- Data supplied -

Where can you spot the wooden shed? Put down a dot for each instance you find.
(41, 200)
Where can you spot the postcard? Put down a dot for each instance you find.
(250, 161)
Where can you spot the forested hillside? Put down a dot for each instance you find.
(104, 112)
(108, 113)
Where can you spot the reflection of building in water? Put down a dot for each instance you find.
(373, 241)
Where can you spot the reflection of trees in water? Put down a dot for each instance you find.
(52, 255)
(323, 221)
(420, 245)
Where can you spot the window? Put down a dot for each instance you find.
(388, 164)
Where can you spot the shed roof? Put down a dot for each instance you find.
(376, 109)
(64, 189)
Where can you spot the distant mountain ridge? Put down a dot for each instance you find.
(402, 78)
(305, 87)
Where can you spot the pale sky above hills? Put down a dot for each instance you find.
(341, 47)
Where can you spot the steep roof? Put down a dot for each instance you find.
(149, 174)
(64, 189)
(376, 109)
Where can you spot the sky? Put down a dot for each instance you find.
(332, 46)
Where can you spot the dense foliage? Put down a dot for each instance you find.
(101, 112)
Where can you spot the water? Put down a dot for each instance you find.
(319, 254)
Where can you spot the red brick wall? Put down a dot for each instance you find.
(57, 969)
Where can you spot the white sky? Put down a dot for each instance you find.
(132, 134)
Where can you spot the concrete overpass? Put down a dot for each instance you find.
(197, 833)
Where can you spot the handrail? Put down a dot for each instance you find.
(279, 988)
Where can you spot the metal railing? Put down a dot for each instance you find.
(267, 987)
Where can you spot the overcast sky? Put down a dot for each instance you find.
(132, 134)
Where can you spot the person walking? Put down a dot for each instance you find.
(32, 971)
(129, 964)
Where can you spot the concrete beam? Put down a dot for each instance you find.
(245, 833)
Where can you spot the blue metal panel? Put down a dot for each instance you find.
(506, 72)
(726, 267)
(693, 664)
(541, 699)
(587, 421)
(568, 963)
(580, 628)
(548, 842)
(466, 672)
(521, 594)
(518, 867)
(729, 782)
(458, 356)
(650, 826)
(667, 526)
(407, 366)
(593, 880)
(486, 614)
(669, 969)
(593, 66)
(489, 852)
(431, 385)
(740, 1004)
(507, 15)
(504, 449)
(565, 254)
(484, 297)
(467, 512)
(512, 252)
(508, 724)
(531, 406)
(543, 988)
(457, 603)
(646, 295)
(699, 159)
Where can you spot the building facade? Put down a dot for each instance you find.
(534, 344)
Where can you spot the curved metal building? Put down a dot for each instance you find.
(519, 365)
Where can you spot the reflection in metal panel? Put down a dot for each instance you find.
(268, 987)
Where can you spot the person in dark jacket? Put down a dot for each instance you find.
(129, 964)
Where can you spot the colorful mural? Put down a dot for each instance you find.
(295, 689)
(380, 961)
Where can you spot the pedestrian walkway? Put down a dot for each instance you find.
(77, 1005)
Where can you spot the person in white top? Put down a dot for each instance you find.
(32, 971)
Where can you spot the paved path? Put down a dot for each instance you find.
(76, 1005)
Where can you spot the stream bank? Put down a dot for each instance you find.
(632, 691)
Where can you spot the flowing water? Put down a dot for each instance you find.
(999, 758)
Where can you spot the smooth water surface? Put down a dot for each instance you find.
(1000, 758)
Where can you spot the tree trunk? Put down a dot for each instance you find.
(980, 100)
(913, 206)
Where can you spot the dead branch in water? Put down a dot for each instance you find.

- Task statement -
Reproduce all of the items above verbatim, keeping their original order and wording.

- Exercise answer -
Where can you spot the wooden shed? Put down a dot for each instance you find.
(41, 200)
Where can you spot the postcard? Put down a dot for each instance you find.
(250, 161)
Where can you spot the forested hillside? Put down a dot for each instance you find.
(104, 112)
(108, 113)
Where can you spot the reflection of building in water? Put down a dot for each instance you find.
(373, 241)
Where can you spot the reflection of trees in water? Put down a dot for each instance you find.
(52, 255)
(323, 221)
(420, 245)
Where can you spot the window? Put down a dot for each instance you find.
(388, 164)
Where can you spot the shed roof? Put down a dot for each instance you find.
(376, 109)
(64, 189)
Where can you spot the distant mountain ridge? Put down a dot for each instance you find.
(402, 78)
(305, 87)
Where can you spot the pale sky above hills? Put down a dot for each instance you find.
(341, 47)
Where can you spot the steep roof? Put down a dot for each instance you find.
(149, 174)
(64, 189)
(376, 109)
Where can you spot the sky? Put down a dot for each instance you find.
(332, 46)
Where can you spot the dense foliage? Put down a dot for each instance you find.
(101, 112)
Where can you spot the water? Put down a dot for each instance you find.
(319, 254)
Where can you spot the red brick wall? Put down a dot for each instance you find.
(57, 969)
Where can you spot the white sky? Put down a dot for each instance you find.
(132, 134)
Where can you spot the concrete overpass? Put down a dot for each instance you find.
(197, 833)
Where can you spot the handrail? Put down a dot for each instance you find.
(279, 988)
Where can you spot the metal railing? Put down a dot for each instance you find.
(267, 987)
Where can you spot the overcast sky? Put down a dot for each instance you find.
(132, 134)
Where can you spot the person walking? Put down a dot for each instance you find.
(32, 971)
(129, 964)
Where can you spot the concrete beam? Put down a dot for each instance you find.
(245, 833)
Where can you spot the blue metal panel? Put down a dot for each instance you find.
(506, 72)
(726, 267)
(693, 664)
(541, 699)
(587, 421)
(568, 963)
(580, 628)
(548, 842)
(466, 672)
(521, 594)
(518, 867)
(729, 782)
(458, 356)
(650, 826)
(667, 526)
(407, 366)
(593, 880)
(486, 614)
(669, 969)
(593, 66)
(489, 852)
(431, 385)
(740, 1004)
(507, 15)
(504, 449)
(565, 254)
(484, 297)
(467, 512)
(512, 252)
(508, 724)
(531, 406)
(543, 988)
(457, 603)
(646, 295)
(699, 159)
Where can you spot the building facade? Put down a dot for each instance you find.
(534, 344)
Where can you spot the curved metal building? Put down a dot for each instance you find.
(519, 365)
Where can you spot the reflection in metal panel? Put down a dot for each instance you find.
(268, 987)
Where can you spot the person in dark jacket? Put down a dot for each instance you find.
(129, 964)
Where can you spot the colorful mural? Put down a dot for each instance you find.
(295, 689)
(380, 961)
Where can you spot the pedestrian walkway? Put down a dot for each instance you find.
(77, 1005)
Where can you spot the person in white top? Put down a dot for each instance you find.
(32, 971)
Where can you spot the paved path? Put down a dot for each instance you find.
(76, 1005)
Where can you spot the stream bank? Put down a dot for each instance you find.
(632, 691)
Where can you spot the flowing water? Put down a dot for each instance you find.
(999, 758)
Where can you spot the smooth water surface? Put down a dot for each instance you find.
(1000, 758)
Where can you spot the tree trunk? Put down a dot for each instance you find.
(980, 100)
(913, 206)
Where can you spot the dead branch in water? Put down a dot for each instance you find.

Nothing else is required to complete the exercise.